## YOUR TASK:
Output all of the data below exactly as given.

::::::::

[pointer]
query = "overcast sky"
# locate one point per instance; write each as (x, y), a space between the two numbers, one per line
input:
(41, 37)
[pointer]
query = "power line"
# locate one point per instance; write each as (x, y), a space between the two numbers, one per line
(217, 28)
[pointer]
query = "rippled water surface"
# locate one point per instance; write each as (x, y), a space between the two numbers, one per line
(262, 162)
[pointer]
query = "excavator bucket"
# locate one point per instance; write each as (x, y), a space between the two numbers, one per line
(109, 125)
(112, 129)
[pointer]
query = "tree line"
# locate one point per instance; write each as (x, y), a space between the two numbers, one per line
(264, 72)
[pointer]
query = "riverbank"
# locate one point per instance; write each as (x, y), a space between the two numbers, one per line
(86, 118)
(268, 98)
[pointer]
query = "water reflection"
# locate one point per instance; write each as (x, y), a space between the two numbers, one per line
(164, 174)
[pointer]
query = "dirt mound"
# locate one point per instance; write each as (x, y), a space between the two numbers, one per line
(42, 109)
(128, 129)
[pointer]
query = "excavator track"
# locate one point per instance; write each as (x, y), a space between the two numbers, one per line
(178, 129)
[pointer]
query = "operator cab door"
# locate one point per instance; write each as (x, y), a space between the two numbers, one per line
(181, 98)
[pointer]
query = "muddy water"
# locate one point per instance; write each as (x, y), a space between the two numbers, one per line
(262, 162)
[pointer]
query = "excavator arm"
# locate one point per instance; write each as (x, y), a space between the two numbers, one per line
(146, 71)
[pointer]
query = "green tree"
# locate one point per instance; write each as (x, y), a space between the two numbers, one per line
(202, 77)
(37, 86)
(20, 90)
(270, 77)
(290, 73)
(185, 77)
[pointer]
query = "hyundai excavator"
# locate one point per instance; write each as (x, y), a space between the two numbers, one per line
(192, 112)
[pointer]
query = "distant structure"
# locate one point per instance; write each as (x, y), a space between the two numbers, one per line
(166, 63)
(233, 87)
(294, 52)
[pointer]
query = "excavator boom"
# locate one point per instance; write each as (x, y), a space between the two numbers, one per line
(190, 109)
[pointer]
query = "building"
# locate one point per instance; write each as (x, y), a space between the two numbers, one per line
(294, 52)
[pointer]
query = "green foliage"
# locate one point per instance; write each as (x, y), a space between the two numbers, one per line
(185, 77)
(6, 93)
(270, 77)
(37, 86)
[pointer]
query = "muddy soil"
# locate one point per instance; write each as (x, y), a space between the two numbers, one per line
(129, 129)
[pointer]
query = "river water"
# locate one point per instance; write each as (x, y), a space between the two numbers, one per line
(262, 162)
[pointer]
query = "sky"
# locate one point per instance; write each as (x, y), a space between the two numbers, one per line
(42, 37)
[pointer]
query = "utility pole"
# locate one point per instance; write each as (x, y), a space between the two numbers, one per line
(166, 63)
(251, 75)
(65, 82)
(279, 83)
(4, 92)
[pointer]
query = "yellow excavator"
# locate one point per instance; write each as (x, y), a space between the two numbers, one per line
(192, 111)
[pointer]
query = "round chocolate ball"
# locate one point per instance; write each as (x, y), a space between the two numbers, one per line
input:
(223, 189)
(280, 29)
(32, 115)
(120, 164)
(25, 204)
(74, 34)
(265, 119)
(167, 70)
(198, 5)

::::::::

## ANSWER TO THIS EXERCISE:
[pointer]
query = "overcast sky"
# locate one point per instance; write each as (x, y), a space between the two numbers, one per line
input:
(41, 37)
[pointer]
query = "power line"
# locate one point per instance; write each as (x, y), a space between the two numbers, one per line
(217, 28)
[pointer]
query = "rippled water surface"
# locate one point per instance; write each as (x, y), a space between the two numbers, one per line
(262, 162)
[pointer]
query = "excavator bucket"
# locate one point per instance; write each as (x, y), a space between the two numbers, one per line
(109, 125)
(112, 129)
[pointer]
query = "tree line"
# locate one point per instance; write each as (x, y), a space between the two numbers, one per line
(264, 72)
[pointer]
query = "riverbank"
# locate one point per instance; write each as (x, y), a space between the two numbers, one per line
(86, 118)
(268, 98)
[pointer]
query = "water reflection"
# locate one point per instance; write each as (x, y), a space between the two numbers, one per line
(164, 174)
[pointer]
query = "dirt mound"
# locate one point per instance; write each as (x, y), a space between the two numbers, one per line
(42, 109)
(128, 129)
[pointer]
query = "excavator track"
# locate one point per instance; write each as (x, y), a space between the two numbers, one per line
(178, 129)
[pointer]
query = "operator cab door"
# locate one point per instance; write each as (x, y), a space between the two numbers, one per line
(181, 98)
[pointer]
query = "muddy water"
# locate one point per instance; write each as (x, y), a space between the two numbers, one per line
(262, 162)
[pointer]
query = "excavator arm"
# locate one point per instance; write each as (x, y), a space between the two numbers, one per line
(146, 71)
[pointer]
query = "green tree"
# locate one point per instance; write each as (x, y), a space between the two numbers, one per line
(202, 77)
(37, 86)
(20, 90)
(270, 77)
(290, 73)
(185, 77)
[pointer]
query = "hyundai excavator"
# locate one point per instance; write each as (x, y), a space between the two numbers, one per line
(192, 112)
[pointer]
query = "distant structure"
# locate one point per instance; write each as (x, y), a space between the two numbers, one per line
(166, 63)
(233, 87)
(294, 52)
[pointer]
query = "excavator boom"
# locate one point per instance; write each as (x, y), a space between the two numbers, one per line
(190, 109)
[pointer]
query = "building"
# locate one point per instance; write each as (x, y), a space between the two numbers, one per line
(294, 52)
[pointer]
query = "green foliage"
# locate one point per instance; write each as (x, y), a space between the two numbers, one per line
(185, 77)
(6, 93)
(270, 77)
(37, 86)
[pointer]
query = "muddy soil"
# locate one point per instance; write each as (x, y), a space between the two numbers, one per line
(129, 129)
[pointer]
query = "river water"
# locate one point per instance; write each as (x, y), a space between the two numbers, one per line
(262, 162)
[pointer]
query = "sky"
# locate one point per instance; write each as (x, y), a space between the two numbers, one per line
(42, 37)
[pointer]
query = "utility pole"
# locate one point per instance; write each as (x, y), a space between the two numbers, one per line
(166, 63)
(251, 75)
(65, 82)
(279, 83)
(4, 92)
[pointer]
query = "yellow excavator"
# locate one point per instance; write each as (x, y), a space between the two numbers, one per line
(192, 111)
[pointer]
query = "round chocolate ball"
# locate one point per instance; write each as (x, y), a space between the two numbers, one per line
input:
(223, 189)
(280, 29)
(32, 115)
(120, 164)
(25, 204)
(74, 34)
(265, 119)
(167, 70)
(198, 5)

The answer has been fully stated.